**** Document extract
Skip to content

SYSTEM Cited by 24 sources

Redpanda

Redpanda is a ground-up C++ rewrite of a Kafka-API-compatible streaming broker, built on the thread-per-core Seastar framework with Raft-based replication. Because Redpanda implements Kafka's wire protocol, every Kafka client (Java KafkaProducer, librdkafka, kafka-python, etc.) interacts with Redpanda identically to Apache Kafka — including the producer-side batching, partitioning, and acknowledgment semantics.

Canonical wiki entry points:

Architecture (stub — expand)

  • Thread-per-core runtime. Built on Seastar; each CPU core owns a shard of partitions and runs a single thread with cooperative task scheduling. No shared state across cores.
  • Raft replication. Per-partition Raft groups replace Kafka's ISR-based replication model. Leader election is bounded by Raft election timeouts rather than ZooKeeper/KRaft control plane.
  • Kafka wire protocol. Full client compatibility. Producer semantics — linger.ms, batch.size, buffer.memory, max.in.flight.requests.per.connection, sticky partitioner, acks=0/1/all — match Kafka client-side behaviour identically.
  • Tiered storage. Offload historical segments to object stores (S3, GCS). Stub — deferred to future source ingests.
  • Iceberg topics (2024; GA 25.1, 2025-04-07, multi-cloud on AWS/Azure/GCP). Topic-level integration with Apache Iceberg — a single logical entity is both a Kafka-protocol topic and an Iceberg table. See systems/redpanda-iceberg-topics for the substantive entry; concepts/iceberg-topic for the concept.

Redpanda 25.3 (2025-11, preview)

The 25.3 release preview post (2025-11-06) introduces four headline features across three architectural axes:

(Source: sources/2025-11-06-redpanda-253-delivers-near-instant-disaster-recovery-and-more)

Iceberg topics (lakehouse-native Bronze sink)

Redpanda's Iceberg topics let a topic double as an Iceberg table without any external ETL job: producers write records via the normal Kafka producer API; the broker transparently projects records into columnar Parquet on object storage and updates an external Iceberg REST catalog (Databricks Unity, Snowflake Polaris). Downstream Iceberg-aware engines — ClickHouse, Snowflake, Databricks, Trino, Spark, Flink — query the tables directly.

Architecturally, this positions Redpanda as the Bronze tier of a Medallion Architecture lakehouse without an intermediate integration cluster (Kafka Connect / Redpanda Connect / custom Airflow jobs). Canonical wiki pattern: patterns/streaming-broker-as-lakehouse-bronze-sink.
********
**** Collected data
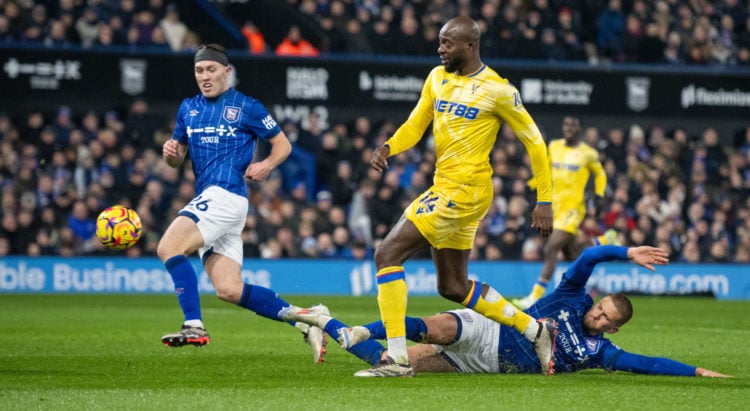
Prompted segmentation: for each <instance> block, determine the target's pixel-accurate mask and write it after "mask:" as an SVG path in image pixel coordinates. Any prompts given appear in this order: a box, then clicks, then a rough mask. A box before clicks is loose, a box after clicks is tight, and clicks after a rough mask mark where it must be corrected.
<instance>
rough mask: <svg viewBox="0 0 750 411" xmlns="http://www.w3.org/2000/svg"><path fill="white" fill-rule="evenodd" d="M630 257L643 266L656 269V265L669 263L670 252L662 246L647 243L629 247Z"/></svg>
********
*Brief A:*
Decide whether each statement below agrees with the Redpanda page. For each, answer yes or no and quote the exact words of the page that decide it: (i) Redpanda replicates partitions with Kafka's ISR-based model; (ii) Iceberg topics became generally available in release 25.1; (iii) Iceberg topics require an external ETL job to write records into Parquet.
*Brief B:*
Continue the Redpanda page from the point where it stops.

*Reply A:*
(i) No: "Per-partition Raft groups replace Kafka's ISR-based replication model."
(ii) Yes: "GA 25.1, 2025-04-07"
(iii) No: "Redpanda's Iceberg topics let a topic double as an Iceberg table without any external ETL job"

*Reply B:*
(Source: sources/2025-01-21-redpanda-implementing-the-medallion-architecture-with-redpanda)

Iceberg Topics GA (25.1, 2025-04-07)

Iceberg Topics were promoted from preview to General Availability in Redpanda's 25.1 release, with simultaneous availability on AWS, Azure, and GCP. The GA post (sources/2025-04-07-redpanda-251-iceberg-topics-now-generally-available) discloses nine named properties that distinguish the GA surface from the pre-GA preview: four table-management capabilities (custom hierarchical bucketed partitioning, built-in dead-letter queues, full Iceberg-spec-compliant schema evolution, automatic snapshot expiry) and five catalog-integration capabilities (secure REST catalog sync via OIDC+TLS, transactional writes, automatic table discovery and registration, built-in object- store catalog fallback, tunable workload management for the snapshot-to-topic lag ceiling). The GA disclosure retires two prior wiki caveats (snapshot-expiry ownership is broker-owned; Iceberg-spec schema evolution is fully supported); small-file compaction ownership remains an open question.

The 25.1 release bundles several additional features adjacent to the streaming substrate: native consumer group lag metrics (Prometheus-exposed; replaces a previously documented PromQL compute), Protobuf schema normalization in the Schema Registry, SASL/PLAIN authentication, unified Console+cluster identity with fine-grained RBAC, and platform- centric versioning for Kubernetes deployments with FluxCD removal to reduce conflicts with customer FluxCD installations.

Kafka-API-compatible batching semantics

From the 2024-11-19 batch-tuning explainer:

"Just as in Apache Kafka, a batch in Redpanda is a group of one or more messages written to the same partition, which are bundled together and sent to a broker in a single request. Rather than each message being sent and acknowledged separately, requiring multiple calls to Redpanda, the client buffers messages for a short time, optionally compresses the whole batch, and then sends them later as a single request." (Source: sources/2024-11-19-redpanda-batch-tuning-in-redpanda-for-optimized-performance-part-1)

The three producer knobs — linger.ms, batch.size, buffer.memory — compose identically on Redpanda and Kafka. The seven-factor effective-batch-size framework (message rate, batch.size, linger.ms, partitioning, producer fan-out, client buffer memory, backpressure) applies identically to both systems.

The CPU-saturation latency inversion (concepts/batching-latency-tradeoff) — where increasing linger.ms reduces tail latency under broker saturation by shrinking the internal work-queue backlog — is canonicalised from the Redpanda explainer but is equally true of Kafka brokers.

High availability: multi-region stretch clusters

From the 2025-02-11 stretch-clusters post, the canonical wiki statement of Redpanda's region-spanning HA/DR shape:

"A multi-region Redpanda cluster is a deployment topology that allows customers to run a single Redpanda cluster across multiple data centers or multiple cloud regions. It's often referred to as a stretch cluster, where a single cluster stretches across multiple geographic regions with data distributed across all deployment regions. Data is replicated synchronously via raft protocol between brokers distributed across multiple regions."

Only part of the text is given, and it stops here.